(Location identification items)
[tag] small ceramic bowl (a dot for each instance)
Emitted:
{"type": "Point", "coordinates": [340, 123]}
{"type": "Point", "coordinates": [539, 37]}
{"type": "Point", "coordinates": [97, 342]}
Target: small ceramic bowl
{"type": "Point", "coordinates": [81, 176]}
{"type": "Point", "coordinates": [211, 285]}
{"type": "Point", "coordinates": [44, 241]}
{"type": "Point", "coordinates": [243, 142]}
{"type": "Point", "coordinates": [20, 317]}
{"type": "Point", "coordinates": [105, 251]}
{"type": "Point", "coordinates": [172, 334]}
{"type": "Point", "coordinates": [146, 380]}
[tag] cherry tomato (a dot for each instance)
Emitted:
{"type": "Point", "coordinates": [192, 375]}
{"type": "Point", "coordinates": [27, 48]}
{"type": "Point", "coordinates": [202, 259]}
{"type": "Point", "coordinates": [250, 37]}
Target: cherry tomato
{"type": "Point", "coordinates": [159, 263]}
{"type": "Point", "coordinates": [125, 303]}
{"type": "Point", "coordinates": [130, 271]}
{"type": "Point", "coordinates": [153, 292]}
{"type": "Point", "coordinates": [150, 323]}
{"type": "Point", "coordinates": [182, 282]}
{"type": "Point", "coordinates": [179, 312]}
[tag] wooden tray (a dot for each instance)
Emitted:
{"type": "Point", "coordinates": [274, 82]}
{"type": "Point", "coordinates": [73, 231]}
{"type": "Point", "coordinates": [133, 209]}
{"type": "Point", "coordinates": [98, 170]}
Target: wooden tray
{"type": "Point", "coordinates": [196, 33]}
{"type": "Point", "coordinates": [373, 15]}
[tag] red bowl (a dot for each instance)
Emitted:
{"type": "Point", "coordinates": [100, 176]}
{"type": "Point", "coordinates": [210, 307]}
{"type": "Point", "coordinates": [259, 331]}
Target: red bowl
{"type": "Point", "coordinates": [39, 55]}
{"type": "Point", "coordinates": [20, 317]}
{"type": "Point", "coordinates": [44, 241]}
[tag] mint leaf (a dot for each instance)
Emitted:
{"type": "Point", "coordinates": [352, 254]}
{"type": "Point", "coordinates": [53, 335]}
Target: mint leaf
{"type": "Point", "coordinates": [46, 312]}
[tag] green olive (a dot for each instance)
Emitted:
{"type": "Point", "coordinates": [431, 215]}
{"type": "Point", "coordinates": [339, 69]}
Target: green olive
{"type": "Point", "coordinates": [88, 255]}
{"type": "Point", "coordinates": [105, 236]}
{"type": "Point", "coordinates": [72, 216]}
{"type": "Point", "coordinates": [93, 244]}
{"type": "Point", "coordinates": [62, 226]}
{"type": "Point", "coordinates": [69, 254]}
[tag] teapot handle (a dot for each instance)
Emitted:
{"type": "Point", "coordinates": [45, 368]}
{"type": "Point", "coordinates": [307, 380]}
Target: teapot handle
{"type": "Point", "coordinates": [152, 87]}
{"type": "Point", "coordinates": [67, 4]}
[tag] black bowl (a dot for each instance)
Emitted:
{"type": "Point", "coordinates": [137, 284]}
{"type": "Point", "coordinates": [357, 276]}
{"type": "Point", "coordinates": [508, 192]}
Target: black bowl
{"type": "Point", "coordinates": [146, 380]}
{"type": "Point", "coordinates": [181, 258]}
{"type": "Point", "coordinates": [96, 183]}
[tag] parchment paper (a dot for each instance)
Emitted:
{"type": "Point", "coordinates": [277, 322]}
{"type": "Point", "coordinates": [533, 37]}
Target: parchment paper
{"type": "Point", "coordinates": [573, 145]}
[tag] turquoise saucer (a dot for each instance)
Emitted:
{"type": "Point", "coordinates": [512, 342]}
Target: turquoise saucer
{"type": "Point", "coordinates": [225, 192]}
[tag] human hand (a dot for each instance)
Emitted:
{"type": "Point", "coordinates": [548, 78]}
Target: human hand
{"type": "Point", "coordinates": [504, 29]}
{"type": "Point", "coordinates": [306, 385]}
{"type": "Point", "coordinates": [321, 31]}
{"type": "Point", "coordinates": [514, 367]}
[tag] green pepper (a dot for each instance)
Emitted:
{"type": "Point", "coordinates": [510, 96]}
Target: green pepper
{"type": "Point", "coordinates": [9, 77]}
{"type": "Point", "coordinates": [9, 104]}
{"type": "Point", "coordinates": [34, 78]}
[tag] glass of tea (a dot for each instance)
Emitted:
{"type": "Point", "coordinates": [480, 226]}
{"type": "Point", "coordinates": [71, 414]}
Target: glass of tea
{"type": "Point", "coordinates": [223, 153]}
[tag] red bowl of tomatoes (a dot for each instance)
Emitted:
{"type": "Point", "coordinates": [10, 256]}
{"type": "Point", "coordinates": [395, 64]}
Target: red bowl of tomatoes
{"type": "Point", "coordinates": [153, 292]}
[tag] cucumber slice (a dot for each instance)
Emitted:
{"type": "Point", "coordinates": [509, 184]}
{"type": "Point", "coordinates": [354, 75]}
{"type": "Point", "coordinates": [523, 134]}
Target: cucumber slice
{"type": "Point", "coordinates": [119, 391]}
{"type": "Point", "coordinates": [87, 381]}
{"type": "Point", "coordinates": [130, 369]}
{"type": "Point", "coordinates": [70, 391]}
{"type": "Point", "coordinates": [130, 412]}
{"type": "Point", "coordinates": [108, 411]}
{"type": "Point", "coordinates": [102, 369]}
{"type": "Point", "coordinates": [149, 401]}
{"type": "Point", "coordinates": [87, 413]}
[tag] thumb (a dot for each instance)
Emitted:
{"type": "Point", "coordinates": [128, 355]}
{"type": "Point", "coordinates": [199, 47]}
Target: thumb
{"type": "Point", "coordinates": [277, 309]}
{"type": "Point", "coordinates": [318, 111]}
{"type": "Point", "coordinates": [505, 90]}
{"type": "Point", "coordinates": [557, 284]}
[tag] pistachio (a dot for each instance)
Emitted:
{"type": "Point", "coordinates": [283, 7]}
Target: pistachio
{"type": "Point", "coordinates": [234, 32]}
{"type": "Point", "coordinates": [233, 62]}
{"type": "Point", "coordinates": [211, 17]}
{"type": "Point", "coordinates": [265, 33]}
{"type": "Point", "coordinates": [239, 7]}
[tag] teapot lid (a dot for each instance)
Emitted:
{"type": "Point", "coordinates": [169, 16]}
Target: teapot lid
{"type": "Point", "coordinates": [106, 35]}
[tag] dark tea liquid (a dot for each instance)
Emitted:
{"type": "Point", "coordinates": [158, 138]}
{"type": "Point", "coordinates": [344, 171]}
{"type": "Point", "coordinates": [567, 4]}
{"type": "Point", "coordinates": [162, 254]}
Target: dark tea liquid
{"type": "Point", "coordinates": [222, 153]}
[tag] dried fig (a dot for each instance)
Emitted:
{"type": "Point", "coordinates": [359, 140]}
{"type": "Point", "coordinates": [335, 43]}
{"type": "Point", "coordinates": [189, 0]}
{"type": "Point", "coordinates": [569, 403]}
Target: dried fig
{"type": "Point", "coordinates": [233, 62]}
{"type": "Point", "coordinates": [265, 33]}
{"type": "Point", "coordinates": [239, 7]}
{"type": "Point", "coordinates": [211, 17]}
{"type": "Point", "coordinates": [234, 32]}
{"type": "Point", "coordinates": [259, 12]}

* What you are asked to do *
Please recast every row above as a JSON list of strings, with one string for each line and no blank lines.

* Solution for this problem *
[
  "[tag] small ceramic bowl (a dot for each instance)",
  "Emitted:",
  "{\"type\": \"Point\", \"coordinates\": [340, 123]}",
  "{\"type\": \"Point\", \"coordinates\": [539, 37]}",
  "{\"type\": \"Point\", \"coordinates\": [97, 342]}",
  "Target: small ceramic bowl",
  "{\"type\": \"Point\", \"coordinates\": [81, 176]}",
  "{\"type\": \"Point\", \"coordinates\": [211, 285]}",
  "{\"type\": \"Point\", \"coordinates\": [44, 241]}",
  "{\"type\": \"Point\", \"coordinates\": [243, 142]}",
  "{\"type\": \"Point\", \"coordinates\": [20, 317]}",
  "{\"type\": \"Point\", \"coordinates\": [105, 251]}",
  "{\"type\": \"Point\", \"coordinates\": [172, 334]}",
  "{\"type\": \"Point\", \"coordinates\": [146, 380]}",
  "[tag] cherry tomato (a dot for each instance)",
  "Emitted:",
  "{\"type\": \"Point\", \"coordinates\": [192, 375]}",
  "{\"type\": \"Point\", \"coordinates\": [27, 48]}",
  "{\"type\": \"Point\", \"coordinates\": [202, 259]}",
  "{\"type\": \"Point\", \"coordinates\": [250, 37]}",
  "Target: cherry tomato",
  "{\"type\": \"Point\", \"coordinates\": [159, 263]}",
  "{\"type\": \"Point\", \"coordinates\": [125, 303]}",
  "{\"type\": \"Point\", \"coordinates\": [130, 271]}",
  "{\"type\": \"Point\", \"coordinates\": [153, 292]}",
  "{\"type\": \"Point\", \"coordinates\": [150, 323]}",
  "{\"type\": \"Point\", \"coordinates\": [182, 282]}",
  "{\"type\": \"Point\", \"coordinates\": [179, 312]}",
  "[tag] wooden tray (a dot for each instance)",
  "Emitted:",
  "{\"type\": \"Point\", \"coordinates\": [274, 82]}",
  "{\"type\": \"Point\", \"coordinates\": [73, 231]}",
  "{\"type\": \"Point\", \"coordinates\": [133, 209]}",
  "{\"type\": \"Point\", \"coordinates\": [98, 170]}",
  "Target: wooden tray",
  "{\"type\": \"Point\", \"coordinates\": [196, 33]}",
  "{\"type\": \"Point\", \"coordinates\": [373, 15]}",
  "[tag] red bowl (a dot for each instance)",
  "Emitted:",
  "{\"type\": \"Point\", \"coordinates\": [100, 176]}",
  "{\"type\": \"Point\", \"coordinates\": [210, 307]}",
  "{\"type\": \"Point\", \"coordinates\": [259, 331]}",
  "Target: red bowl",
  "{\"type\": \"Point\", \"coordinates\": [39, 55]}",
  "{\"type\": \"Point\", \"coordinates\": [20, 317]}",
  "{\"type\": \"Point\", \"coordinates\": [44, 241]}",
  "[tag] mint leaf (a dot for each instance)",
  "Emitted:",
  "{\"type\": \"Point\", \"coordinates\": [352, 254]}",
  "{\"type\": \"Point\", \"coordinates\": [53, 335]}",
  "Target: mint leaf",
  "{\"type\": \"Point\", \"coordinates\": [46, 312]}",
  "[tag] green olive (a dot for each instance)",
  "Emitted:",
  "{\"type\": \"Point\", \"coordinates\": [431, 215]}",
  "{\"type\": \"Point\", \"coordinates\": [339, 69]}",
  "Target: green olive",
  "{\"type\": \"Point\", \"coordinates\": [88, 255]}",
  "{\"type\": \"Point\", \"coordinates\": [105, 236]}",
  "{\"type\": \"Point\", \"coordinates\": [72, 216]}",
  "{\"type\": \"Point\", \"coordinates\": [93, 244]}",
  "{\"type\": \"Point\", \"coordinates\": [62, 226]}",
  "{\"type\": \"Point\", \"coordinates\": [69, 254]}",
  "[tag] teapot handle (a dot for each instance)",
  "Emitted:",
  "{\"type\": \"Point\", \"coordinates\": [45, 368]}",
  "{\"type\": \"Point\", \"coordinates\": [307, 380]}",
  "Target: teapot handle",
  "{\"type\": \"Point\", \"coordinates\": [152, 87]}",
  "{\"type\": \"Point\", \"coordinates\": [67, 4]}",
  "[tag] black bowl (a dot for each instance)",
  "Emitted:",
  "{\"type\": \"Point\", \"coordinates\": [137, 284]}",
  "{\"type\": \"Point\", \"coordinates\": [357, 276]}",
  "{\"type\": \"Point\", \"coordinates\": [508, 192]}",
  "Target: black bowl",
  "{\"type\": \"Point\", \"coordinates\": [146, 380]}",
  "{\"type\": \"Point\", \"coordinates\": [181, 258]}",
  "{\"type\": \"Point\", \"coordinates\": [96, 183]}",
  "[tag] parchment paper (a dot for each instance)",
  "Emitted:",
  "{\"type\": \"Point\", \"coordinates\": [277, 322]}",
  "{\"type\": \"Point\", \"coordinates\": [533, 37]}",
  "Target: parchment paper",
  "{\"type\": \"Point\", \"coordinates\": [573, 145]}",
  "[tag] turquoise saucer (a dot for each instance)",
  "Emitted:",
  "{\"type\": \"Point\", \"coordinates\": [512, 342]}",
  "Target: turquoise saucer",
  "{\"type\": \"Point\", \"coordinates\": [225, 192]}",
  "[tag] human hand (a dot for each instance)",
  "Emitted:",
  "{\"type\": \"Point\", \"coordinates\": [548, 78]}",
  "Target: human hand",
  "{\"type\": \"Point\", \"coordinates\": [504, 29]}",
  "{\"type\": \"Point\", \"coordinates\": [306, 385]}",
  "{\"type\": \"Point\", \"coordinates\": [321, 31]}",
  "{\"type\": \"Point\", \"coordinates\": [514, 367]}",
  "[tag] green pepper (a dot for each instance)",
  "Emitted:",
  "{\"type\": \"Point\", \"coordinates\": [510, 96]}",
  "Target: green pepper",
  "{\"type\": \"Point\", \"coordinates\": [9, 77]}",
  "{\"type\": \"Point\", \"coordinates\": [9, 104]}",
  "{\"type\": \"Point\", \"coordinates\": [34, 78]}",
  "[tag] glass of tea (a dot for each instance)",
  "Emitted:",
  "{\"type\": \"Point\", \"coordinates\": [480, 226]}",
  "{\"type\": \"Point\", \"coordinates\": [71, 414]}",
  "Target: glass of tea",
  "{\"type\": \"Point\", \"coordinates\": [223, 153]}",
  "[tag] red bowl of tomatoes (a dot for each instance)",
  "Emitted:",
  "{\"type\": \"Point\", \"coordinates\": [10, 256]}",
  "{\"type\": \"Point\", \"coordinates\": [395, 64]}",
  "Target: red bowl of tomatoes",
  "{\"type\": \"Point\", \"coordinates\": [153, 292]}",
  "[tag] cucumber slice (a dot for each instance)",
  "Emitted:",
  "{\"type\": \"Point\", \"coordinates\": [509, 184]}",
  "{\"type\": \"Point\", \"coordinates\": [354, 75]}",
  "{\"type\": \"Point\", \"coordinates\": [523, 134]}",
  "Target: cucumber slice",
  "{\"type\": \"Point\", \"coordinates\": [119, 391]}",
  "{\"type\": \"Point\", \"coordinates\": [87, 381]}",
  "{\"type\": \"Point\", \"coordinates\": [130, 369]}",
  "{\"type\": \"Point\", \"coordinates\": [70, 391]}",
  "{\"type\": \"Point\", \"coordinates\": [130, 412]}",
  "{\"type\": \"Point\", \"coordinates\": [108, 411]}",
  "{\"type\": \"Point\", \"coordinates\": [102, 369]}",
  "{\"type\": \"Point\", \"coordinates\": [149, 401]}",
  "{\"type\": \"Point\", \"coordinates\": [87, 413]}",
  "[tag] thumb (a dot for each instance)",
  "Emitted:",
  "{\"type\": \"Point\", \"coordinates\": [128, 355]}",
  "{\"type\": \"Point\", \"coordinates\": [199, 47]}",
  "Target: thumb",
  "{\"type\": \"Point\", \"coordinates\": [277, 309]}",
  "{\"type\": \"Point\", \"coordinates\": [318, 111]}",
  "{\"type\": \"Point\", \"coordinates\": [505, 90]}",
  "{\"type\": \"Point\", \"coordinates\": [557, 284]}",
  "[tag] pistachio (a dot for each instance)",
  "Emitted:",
  "{\"type\": \"Point\", \"coordinates\": [283, 7]}",
  "Target: pistachio",
  "{\"type\": \"Point\", \"coordinates\": [234, 32]}",
  "{\"type\": \"Point\", \"coordinates\": [233, 62]}",
  "{\"type\": \"Point\", \"coordinates\": [211, 17]}",
  "{\"type\": \"Point\", \"coordinates\": [265, 33]}",
  "{\"type\": \"Point\", \"coordinates\": [239, 7]}",
  "[tag] teapot lid (a dot for each instance)",
  "Emitted:",
  "{\"type\": \"Point\", \"coordinates\": [169, 16]}",
  "Target: teapot lid",
  "{\"type\": \"Point\", \"coordinates\": [106, 35]}",
  "[tag] dark tea liquid (a dot for each instance)",
  "Emitted:",
  "{\"type\": \"Point\", \"coordinates\": [158, 138]}",
  "{\"type\": \"Point\", \"coordinates\": [344, 171]}",
  "{\"type\": \"Point\", \"coordinates\": [567, 4]}",
  "{\"type\": \"Point\", \"coordinates\": [162, 254]}",
  "Target: dark tea liquid",
  "{\"type\": \"Point\", \"coordinates\": [222, 153]}",
  "[tag] dried fig (a dot for each instance)",
  "Emitted:",
  "{\"type\": \"Point\", \"coordinates\": [359, 140]}",
  "{\"type\": \"Point\", \"coordinates\": [335, 43]}",
  "{\"type\": \"Point\", \"coordinates\": [189, 0]}",
  "{\"type\": \"Point\", \"coordinates\": [569, 403]}",
  "Target: dried fig",
  "{\"type\": \"Point\", \"coordinates\": [233, 62]}",
  "{\"type\": \"Point\", \"coordinates\": [265, 33]}",
  "{\"type\": \"Point\", \"coordinates\": [239, 7]}",
  "{\"type\": \"Point\", \"coordinates\": [211, 17]}",
  "{\"type\": \"Point\", \"coordinates\": [234, 32]}",
  "{\"type\": \"Point\", \"coordinates\": [259, 12]}"
]